** Stored data **

******************************

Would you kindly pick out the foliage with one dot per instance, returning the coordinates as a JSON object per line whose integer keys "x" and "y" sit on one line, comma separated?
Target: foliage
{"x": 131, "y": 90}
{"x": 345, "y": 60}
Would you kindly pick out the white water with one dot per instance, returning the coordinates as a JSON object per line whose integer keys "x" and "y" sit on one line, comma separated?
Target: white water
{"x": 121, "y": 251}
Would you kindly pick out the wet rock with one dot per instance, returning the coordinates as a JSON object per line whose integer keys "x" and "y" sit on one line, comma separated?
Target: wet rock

******************************

** Instructions to follow **
Quote every line from the one containing "Would you kindly pick out the wet" through the final line, reproducing each one without any change.

** The completed task **
Would you kindly pick out the wet rock with one dot per instance, returning the coordinates as a JSON object per line whose integer keys "x" and "y" sit on one line, comma separated?
Target: wet rock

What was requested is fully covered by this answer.